> _Problem_: I would like you to return all of the records exactly as they stand.

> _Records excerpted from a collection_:
++++++++

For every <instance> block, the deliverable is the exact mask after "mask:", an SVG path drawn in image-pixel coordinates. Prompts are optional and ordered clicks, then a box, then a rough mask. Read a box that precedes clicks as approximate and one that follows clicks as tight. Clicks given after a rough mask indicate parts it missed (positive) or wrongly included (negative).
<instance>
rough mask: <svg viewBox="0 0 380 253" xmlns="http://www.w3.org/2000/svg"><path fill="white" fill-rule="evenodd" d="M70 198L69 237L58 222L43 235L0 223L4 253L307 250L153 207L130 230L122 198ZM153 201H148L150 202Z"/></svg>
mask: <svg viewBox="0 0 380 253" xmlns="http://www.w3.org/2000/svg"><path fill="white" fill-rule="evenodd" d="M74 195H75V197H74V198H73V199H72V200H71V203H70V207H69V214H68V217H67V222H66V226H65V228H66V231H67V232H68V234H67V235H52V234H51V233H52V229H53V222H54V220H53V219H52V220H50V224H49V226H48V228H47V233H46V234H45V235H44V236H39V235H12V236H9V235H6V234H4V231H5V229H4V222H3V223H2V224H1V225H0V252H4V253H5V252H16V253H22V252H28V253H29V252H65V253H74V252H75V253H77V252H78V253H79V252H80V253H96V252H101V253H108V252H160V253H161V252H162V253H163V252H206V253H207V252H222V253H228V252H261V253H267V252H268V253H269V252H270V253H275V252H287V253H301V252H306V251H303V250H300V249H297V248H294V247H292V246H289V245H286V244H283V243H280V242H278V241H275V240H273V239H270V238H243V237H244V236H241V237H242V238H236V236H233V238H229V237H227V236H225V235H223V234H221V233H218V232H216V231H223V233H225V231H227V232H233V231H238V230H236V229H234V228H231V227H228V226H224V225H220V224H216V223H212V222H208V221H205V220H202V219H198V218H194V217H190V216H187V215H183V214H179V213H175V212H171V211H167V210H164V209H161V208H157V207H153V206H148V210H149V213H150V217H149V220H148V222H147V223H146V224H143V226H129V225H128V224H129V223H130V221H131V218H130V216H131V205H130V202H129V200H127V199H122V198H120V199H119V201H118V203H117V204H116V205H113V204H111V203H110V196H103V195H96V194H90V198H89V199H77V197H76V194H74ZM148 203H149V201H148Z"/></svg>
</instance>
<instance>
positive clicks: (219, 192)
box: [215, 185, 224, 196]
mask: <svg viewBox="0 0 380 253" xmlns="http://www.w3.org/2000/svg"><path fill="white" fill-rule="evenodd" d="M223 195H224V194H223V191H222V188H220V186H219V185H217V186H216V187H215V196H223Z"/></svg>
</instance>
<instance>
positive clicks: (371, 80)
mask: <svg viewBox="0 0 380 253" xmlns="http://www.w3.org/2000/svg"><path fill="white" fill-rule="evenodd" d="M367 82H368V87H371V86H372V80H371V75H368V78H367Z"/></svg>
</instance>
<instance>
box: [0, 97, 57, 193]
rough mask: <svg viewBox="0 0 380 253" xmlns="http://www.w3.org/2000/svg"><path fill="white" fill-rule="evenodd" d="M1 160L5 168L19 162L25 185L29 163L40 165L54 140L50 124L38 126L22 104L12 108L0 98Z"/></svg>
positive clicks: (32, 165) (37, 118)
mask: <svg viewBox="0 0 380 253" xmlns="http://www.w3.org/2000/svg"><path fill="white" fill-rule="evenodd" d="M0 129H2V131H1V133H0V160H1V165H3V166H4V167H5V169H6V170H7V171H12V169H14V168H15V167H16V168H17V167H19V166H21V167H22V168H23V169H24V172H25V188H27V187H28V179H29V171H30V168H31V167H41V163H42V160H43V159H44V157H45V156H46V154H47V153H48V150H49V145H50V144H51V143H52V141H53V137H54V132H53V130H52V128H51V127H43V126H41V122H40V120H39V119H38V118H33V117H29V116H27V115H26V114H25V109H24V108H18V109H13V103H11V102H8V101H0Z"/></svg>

++++++++

> _Answer area_:
For every <instance> block, the deliverable is the exact mask after "mask:", an SVG path drawn in image-pixel coordinates. Prompts are optional and ordered clicks, then a box, then a rough mask. Read a box that precedes clicks as approximate and one that follows clicks as tight. Clicks given after a rough mask indicate parts it missed (positive) or wrongly included (negative).
<instance>
rough mask: <svg viewBox="0 0 380 253" xmlns="http://www.w3.org/2000/svg"><path fill="white" fill-rule="evenodd" d="M70 198L69 237L58 222L43 235L0 223L4 253L307 250L153 207L130 230L122 198ZM153 201H148L150 202Z"/></svg>
mask: <svg viewBox="0 0 380 253" xmlns="http://www.w3.org/2000/svg"><path fill="white" fill-rule="evenodd" d="M74 195H75V197H74V198H73V199H72V200H71V203H70V207H69V214H68V217H67V222H66V226H65V228H66V231H67V232H68V234H67V235H52V234H51V233H52V229H53V222H54V220H53V219H52V220H50V224H49V226H48V228H47V233H46V234H45V235H44V236H39V235H12V236H9V235H6V234H4V231H5V229H4V222H3V223H2V224H1V225H0V252H4V253H5V252H16V253H22V252H28V253H29V252H65V253H74V252H75V253H77V252H78V253H79V252H80V253H96V252H101V253H108V252H160V253H161V252H162V253H163V252H206V253H207V252H222V253H228V252H261V253H267V252H268V253H269V252H270V253H275V252H287V253H301V252H306V251H303V250H300V249H297V248H294V247H292V246H289V245H286V244H283V243H280V242H278V241H275V240H273V239H270V238H243V237H244V236H241V237H242V238H236V236H233V238H229V237H227V236H225V235H223V234H221V233H218V232H216V231H223V233H225V231H227V232H233V231H238V230H236V229H234V228H231V227H228V226H224V225H220V224H216V223H212V222H208V221H205V220H202V219H198V218H194V217H190V216H187V215H183V214H179V213H175V212H171V211H167V210H164V209H161V208H157V207H153V206H148V210H149V213H150V217H149V220H148V222H147V223H146V224H143V226H129V225H128V224H129V223H130V221H131V218H130V216H131V205H130V202H129V200H127V199H122V198H120V199H119V201H118V203H117V204H116V205H113V204H111V203H110V196H103V195H96V194H90V198H89V199H77V197H76V194H74ZM148 203H149V201H148Z"/></svg>
</instance>
<instance>
positive clicks: (219, 192)
box: [215, 185, 224, 196]
mask: <svg viewBox="0 0 380 253" xmlns="http://www.w3.org/2000/svg"><path fill="white" fill-rule="evenodd" d="M223 195H224V194H223V191H222V188H220V186H219V185H217V186H216V187H215V196H223Z"/></svg>
</instance>
<instance>
positive clicks: (371, 80)
mask: <svg viewBox="0 0 380 253" xmlns="http://www.w3.org/2000/svg"><path fill="white" fill-rule="evenodd" d="M367 82H368V87H371V86H372V80H371V75H368V78H367Z"/></svg>
</instance>
<instance>
box: [0, 97, 57, 193]
rough mask: <svg viewBox="0 0 380 253" xmlns="http://www.w3.org/2000/svg"><path fill="white" fill-rule="evenodd" d="M1 160L5 168L19 162L25 185L29 163L40 165L54 140L50 124L38 126L22 104L12 108L0 98Z"/></svg>
positive clicks: (32, 165) (37, 118)
mask: <svg viewBox="0 0 380 253" xmlns="http://www.w3.org/2000/svg"><path fill="white" fill-rule="evenodd" d="M0 129H2V131H1V133H0V160H1V165H3V166H4V167H5V169H6V170H7V171H12V169H14V168H15V167H16V168H17V167H19V166H21V167H22V168H23V169H24V172H25V188H27V187H28V179H29V171H30V168H31V167H41V163H42V160H43V159H44V157H45V156H46V154H47V153H48V150H49V145H50V144H51V143H52V141H53V137H54V132H53V130H52V128H51V127H43V126H41V122H40V120H39V119H38V118H33V117H29V116H27V115H26V114H25V109H24V108H18V109H13V103H11V102H8V101H0Z"/></svg>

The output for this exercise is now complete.